Excerpts from point annotation data:

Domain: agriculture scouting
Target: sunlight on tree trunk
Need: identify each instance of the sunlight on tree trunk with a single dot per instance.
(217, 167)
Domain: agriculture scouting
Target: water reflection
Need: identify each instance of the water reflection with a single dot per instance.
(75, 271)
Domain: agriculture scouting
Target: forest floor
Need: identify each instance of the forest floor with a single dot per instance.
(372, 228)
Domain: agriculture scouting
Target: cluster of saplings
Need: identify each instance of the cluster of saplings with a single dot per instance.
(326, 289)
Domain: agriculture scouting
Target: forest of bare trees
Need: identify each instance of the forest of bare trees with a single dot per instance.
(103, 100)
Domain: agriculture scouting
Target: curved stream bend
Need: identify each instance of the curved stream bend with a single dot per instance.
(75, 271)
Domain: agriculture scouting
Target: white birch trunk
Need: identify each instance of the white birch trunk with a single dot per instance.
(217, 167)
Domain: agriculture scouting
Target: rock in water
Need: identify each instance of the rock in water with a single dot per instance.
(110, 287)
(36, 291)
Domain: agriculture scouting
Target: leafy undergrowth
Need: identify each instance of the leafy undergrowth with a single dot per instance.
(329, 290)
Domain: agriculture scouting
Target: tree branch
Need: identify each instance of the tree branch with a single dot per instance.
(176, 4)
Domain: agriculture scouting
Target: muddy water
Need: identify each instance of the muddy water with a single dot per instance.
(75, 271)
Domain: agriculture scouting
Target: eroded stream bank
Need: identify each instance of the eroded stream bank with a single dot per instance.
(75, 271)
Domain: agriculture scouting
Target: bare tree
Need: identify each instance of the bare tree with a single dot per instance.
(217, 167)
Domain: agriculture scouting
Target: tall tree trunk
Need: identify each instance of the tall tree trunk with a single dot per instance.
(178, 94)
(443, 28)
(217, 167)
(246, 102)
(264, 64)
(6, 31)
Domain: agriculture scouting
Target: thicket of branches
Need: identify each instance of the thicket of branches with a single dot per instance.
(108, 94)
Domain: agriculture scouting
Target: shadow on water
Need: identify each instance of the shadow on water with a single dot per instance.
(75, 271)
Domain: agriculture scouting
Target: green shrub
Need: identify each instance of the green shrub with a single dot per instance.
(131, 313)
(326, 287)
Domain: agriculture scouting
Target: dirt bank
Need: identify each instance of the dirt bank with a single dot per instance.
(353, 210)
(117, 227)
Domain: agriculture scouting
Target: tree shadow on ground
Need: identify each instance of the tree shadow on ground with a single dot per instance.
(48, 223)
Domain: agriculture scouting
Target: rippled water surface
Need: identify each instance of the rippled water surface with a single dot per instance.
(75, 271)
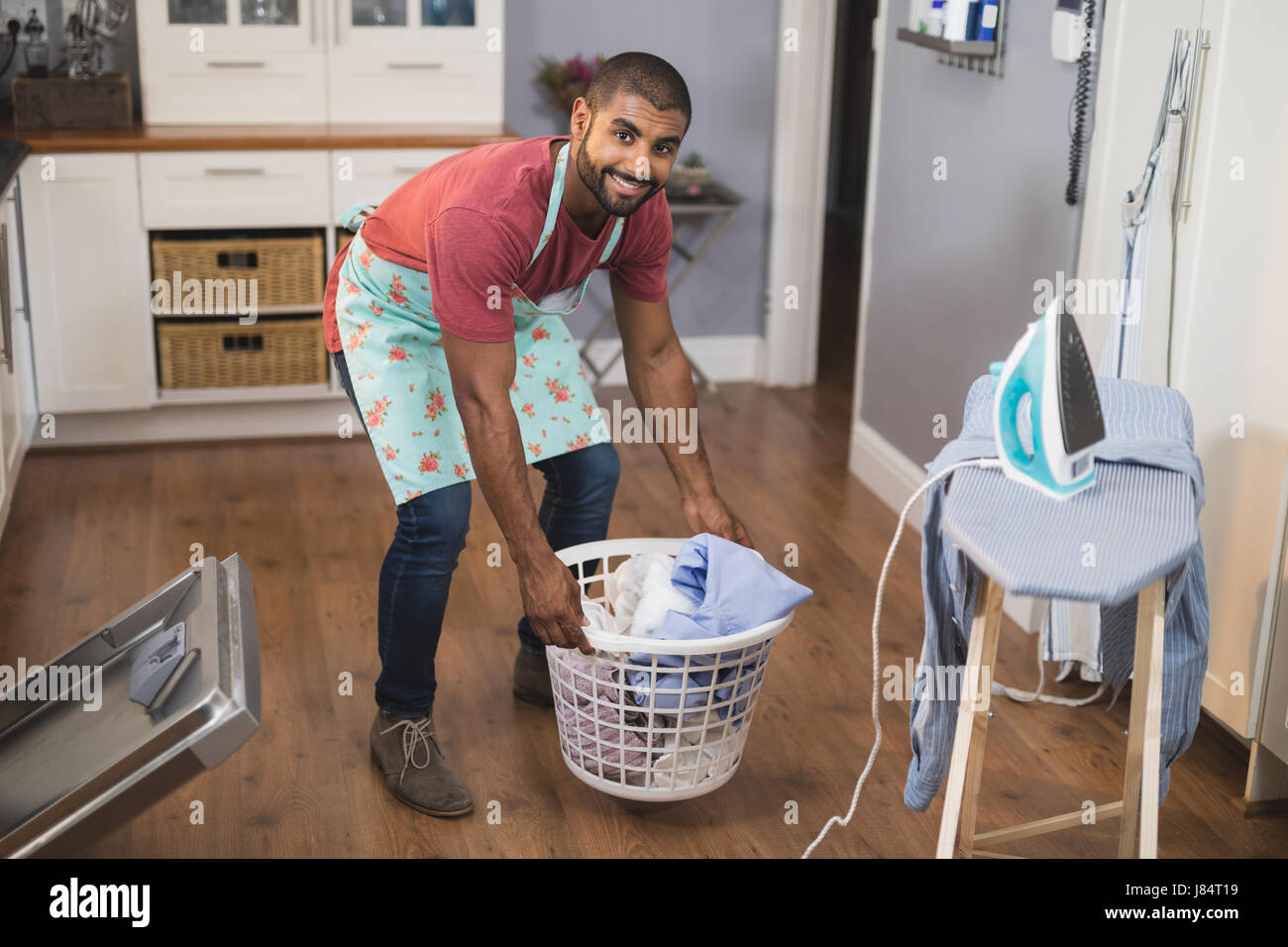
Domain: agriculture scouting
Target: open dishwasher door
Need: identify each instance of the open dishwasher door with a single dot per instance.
(175, 690)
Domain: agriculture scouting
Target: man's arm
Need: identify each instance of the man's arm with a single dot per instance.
(660, 376)
(482, 372)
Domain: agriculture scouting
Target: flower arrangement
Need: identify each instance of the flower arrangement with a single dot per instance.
(563, 80)
(690, 175)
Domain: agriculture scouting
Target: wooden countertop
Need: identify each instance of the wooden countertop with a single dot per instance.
(261, 137)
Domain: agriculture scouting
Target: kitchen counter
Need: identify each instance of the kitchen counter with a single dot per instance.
(12, 154)
(256, 137)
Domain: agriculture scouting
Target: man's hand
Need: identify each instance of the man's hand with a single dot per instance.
(552, 599)
(708, 513)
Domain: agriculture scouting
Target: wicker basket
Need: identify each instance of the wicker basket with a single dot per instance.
(287, 270)
(228, 355)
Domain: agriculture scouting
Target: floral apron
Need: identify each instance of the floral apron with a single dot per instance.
(394, 355)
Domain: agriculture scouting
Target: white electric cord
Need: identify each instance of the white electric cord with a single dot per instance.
(876, 648)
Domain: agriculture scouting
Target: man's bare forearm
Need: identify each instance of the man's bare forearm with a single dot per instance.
(665, 380)
(501, 470)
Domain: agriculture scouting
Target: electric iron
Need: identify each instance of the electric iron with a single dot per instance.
(1048, 364)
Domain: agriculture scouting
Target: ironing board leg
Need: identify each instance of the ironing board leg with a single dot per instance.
(967, 761)
(1140, 781)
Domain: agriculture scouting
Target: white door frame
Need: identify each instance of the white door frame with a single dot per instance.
(803, 112)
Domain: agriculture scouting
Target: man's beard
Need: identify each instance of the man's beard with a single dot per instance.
(596, 182)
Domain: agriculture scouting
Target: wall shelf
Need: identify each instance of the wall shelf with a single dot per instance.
(986, 50)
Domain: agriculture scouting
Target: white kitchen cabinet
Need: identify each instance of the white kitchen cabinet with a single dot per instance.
(17, 397)
(416, 60)
(201, 189)
(312, 60)
(1228, 331)
(88, 282)
(232, 60)
(372, 174)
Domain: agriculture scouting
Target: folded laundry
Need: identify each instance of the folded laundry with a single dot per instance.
(729, 589)
(603, 733)
(696, 755)
(642, 592)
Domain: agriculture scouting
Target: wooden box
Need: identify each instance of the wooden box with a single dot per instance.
(60, 102)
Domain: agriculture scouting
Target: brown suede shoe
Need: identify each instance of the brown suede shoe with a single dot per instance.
(532, 678)
(413, 767)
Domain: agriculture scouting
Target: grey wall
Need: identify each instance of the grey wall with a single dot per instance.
(953, 262)
(725, 51)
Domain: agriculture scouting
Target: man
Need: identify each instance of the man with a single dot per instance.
(436, 337)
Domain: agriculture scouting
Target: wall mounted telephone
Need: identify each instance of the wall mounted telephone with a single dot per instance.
(1073, 30)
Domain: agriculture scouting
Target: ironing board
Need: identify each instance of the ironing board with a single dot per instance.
(691, 215)
(1121, 539)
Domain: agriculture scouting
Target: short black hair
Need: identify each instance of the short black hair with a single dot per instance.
(640, 73)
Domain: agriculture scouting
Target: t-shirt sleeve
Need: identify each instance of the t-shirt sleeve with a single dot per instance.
(472, 262)
(645, 252)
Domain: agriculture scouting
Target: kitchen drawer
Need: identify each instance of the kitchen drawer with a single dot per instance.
(416, 88)
(181, 88)
(372, 174)
(235, 188)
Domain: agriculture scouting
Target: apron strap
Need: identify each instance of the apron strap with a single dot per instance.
(353, 218)
(553, 211)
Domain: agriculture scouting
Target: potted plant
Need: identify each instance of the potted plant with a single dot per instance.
(563, 80)
(690, 176)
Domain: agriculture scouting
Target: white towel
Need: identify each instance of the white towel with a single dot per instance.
(642, 592)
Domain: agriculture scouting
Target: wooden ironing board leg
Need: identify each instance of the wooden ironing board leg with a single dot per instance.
(967, 761)
(1140, 780)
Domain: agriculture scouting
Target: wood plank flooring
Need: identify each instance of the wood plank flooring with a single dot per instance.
(93, 531)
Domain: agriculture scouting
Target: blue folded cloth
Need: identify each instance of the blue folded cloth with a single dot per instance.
(733, 590)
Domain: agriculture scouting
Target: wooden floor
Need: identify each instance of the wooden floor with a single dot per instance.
(90, 532)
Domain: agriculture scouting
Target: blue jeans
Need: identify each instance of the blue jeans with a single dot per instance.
(430, 535)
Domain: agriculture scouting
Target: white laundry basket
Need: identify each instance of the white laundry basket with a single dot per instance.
(644, 750)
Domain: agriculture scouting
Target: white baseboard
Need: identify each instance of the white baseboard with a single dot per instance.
(889, 474)
(224, 421)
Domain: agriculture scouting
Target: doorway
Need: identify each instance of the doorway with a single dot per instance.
(853, 73)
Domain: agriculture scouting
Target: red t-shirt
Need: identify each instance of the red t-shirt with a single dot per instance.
(472, 223)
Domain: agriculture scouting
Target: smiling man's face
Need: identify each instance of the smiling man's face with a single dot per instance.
(627, 153)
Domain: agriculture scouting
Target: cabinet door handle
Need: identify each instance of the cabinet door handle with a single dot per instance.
(5, 312)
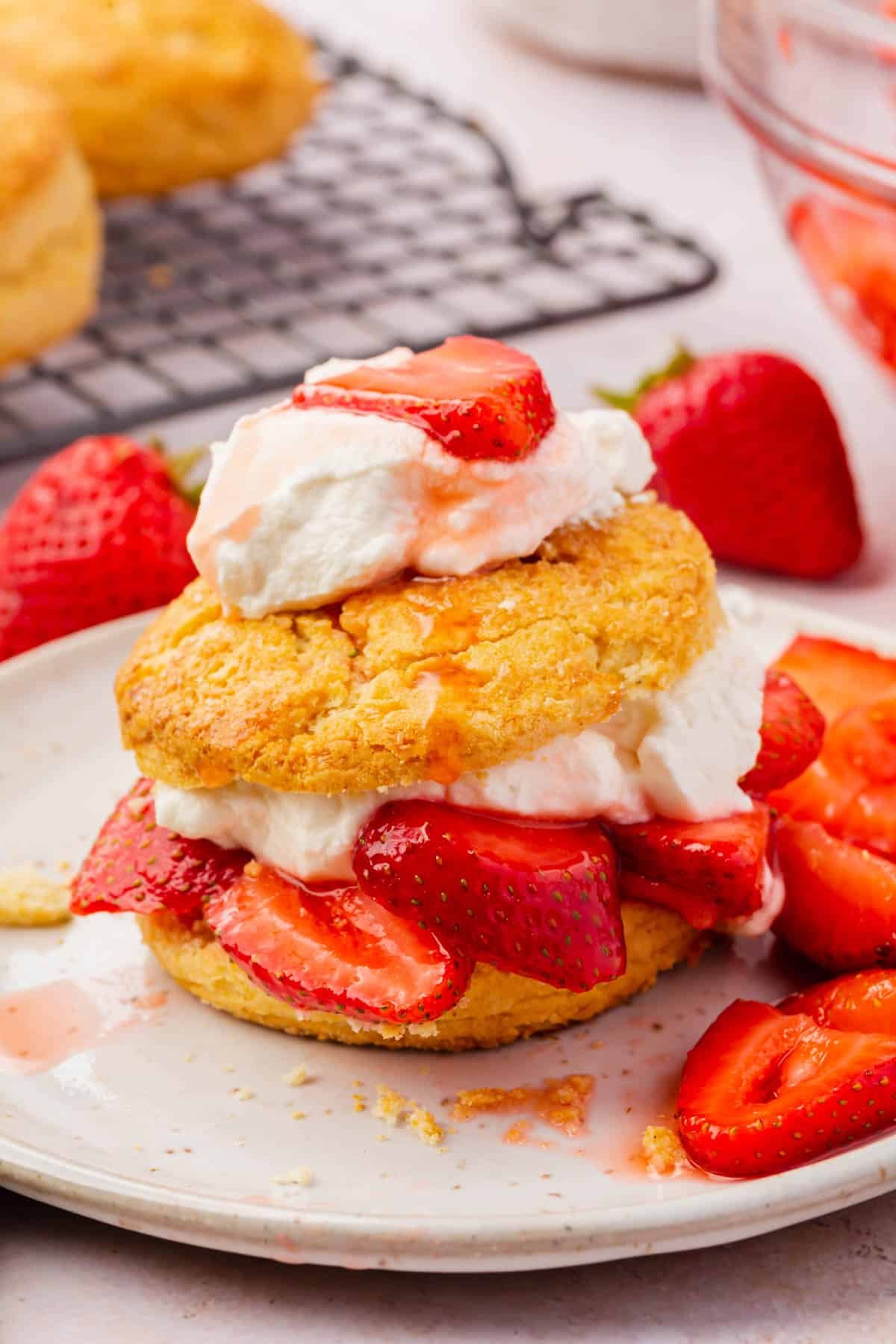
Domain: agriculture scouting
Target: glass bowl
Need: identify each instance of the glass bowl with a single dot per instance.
(815, 84)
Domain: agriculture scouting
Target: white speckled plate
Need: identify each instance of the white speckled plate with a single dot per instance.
(127, 1107)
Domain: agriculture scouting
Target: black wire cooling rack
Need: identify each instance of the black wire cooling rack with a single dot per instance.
(391, 222)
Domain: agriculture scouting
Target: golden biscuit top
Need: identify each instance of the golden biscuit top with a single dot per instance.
(166, 92)
(422, 679)
(34, 134)
(114, 40)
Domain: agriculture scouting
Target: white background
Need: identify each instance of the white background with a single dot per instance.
(63, 1278)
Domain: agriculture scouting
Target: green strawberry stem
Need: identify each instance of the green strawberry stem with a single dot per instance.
(679, 364)
(181, 470)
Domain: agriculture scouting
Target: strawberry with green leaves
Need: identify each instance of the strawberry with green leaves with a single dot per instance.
(97, 532)
(747, 445)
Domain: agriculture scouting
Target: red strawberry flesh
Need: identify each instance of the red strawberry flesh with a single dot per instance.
(477, 396)
(709, 871)
(335, 948)
(748, 447)
(841, 900)
(536, 900)
(791, 734)
(862, 1001)
(837, 676)
(136, 865)
(97, 532)
(763, 1092)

— Aim of the task —
Pull out every line of the entries above that contains the word "bank", and treat uppercase and lowercase as different.

— Correct response —
Target: eroded stream bank
Need: identify each instance of the eroded stream bank with a single dot per instance.
Target: dirt bank
Need: identify each instance of the dirt bank with a single dot per instance.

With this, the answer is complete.